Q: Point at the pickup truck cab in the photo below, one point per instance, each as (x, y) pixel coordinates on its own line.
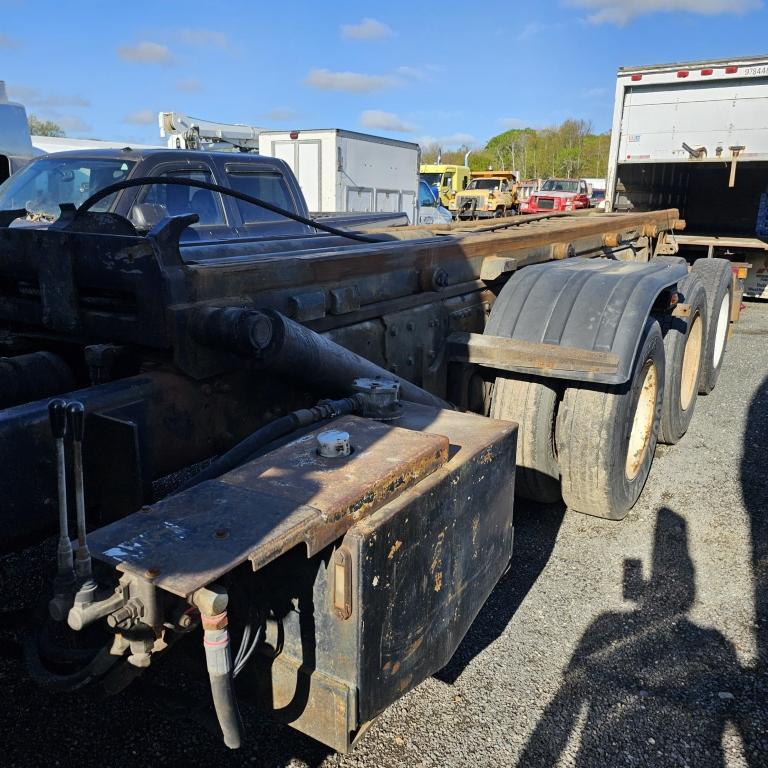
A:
(489, 194)
(446, 181)
(431, 211)
(560, 195)
(71, 177)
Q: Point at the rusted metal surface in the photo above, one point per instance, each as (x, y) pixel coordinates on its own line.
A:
(422, 565)
(81, 289)
(385, 460)
(510, 354)
(265, 508)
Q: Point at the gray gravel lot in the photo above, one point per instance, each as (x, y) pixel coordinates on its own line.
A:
(606, 644)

» AUFGABE:
Ersetze im gesamten Material oben „photo“ überall durch „image“ und gib es sonst unverändert wieder. Lass die Bilder in der Antwort weg.

» VOLLSTÄNDIGE ANTWORT:
Q: Point at the pickup truck cab in the image below, one point per instance, each as (x, y) pixel coordinates on its own line.
A:
(489, 194)
(446, 181)
(431, 211)
(560, 195)
(71, 177)
Q: Point at the rusted metal surface in the image above, one point per instance, each as (x, y) pixel coordinates on its own line.
A:
(422, 565)
(81, 289)
(385, 460)
(510, 354)
(265, 508)
Q: Point at the gray gravel lot in the image above, one point per instance, each as (x, y) pixel coordinates on its own line.
A:
(606, 644)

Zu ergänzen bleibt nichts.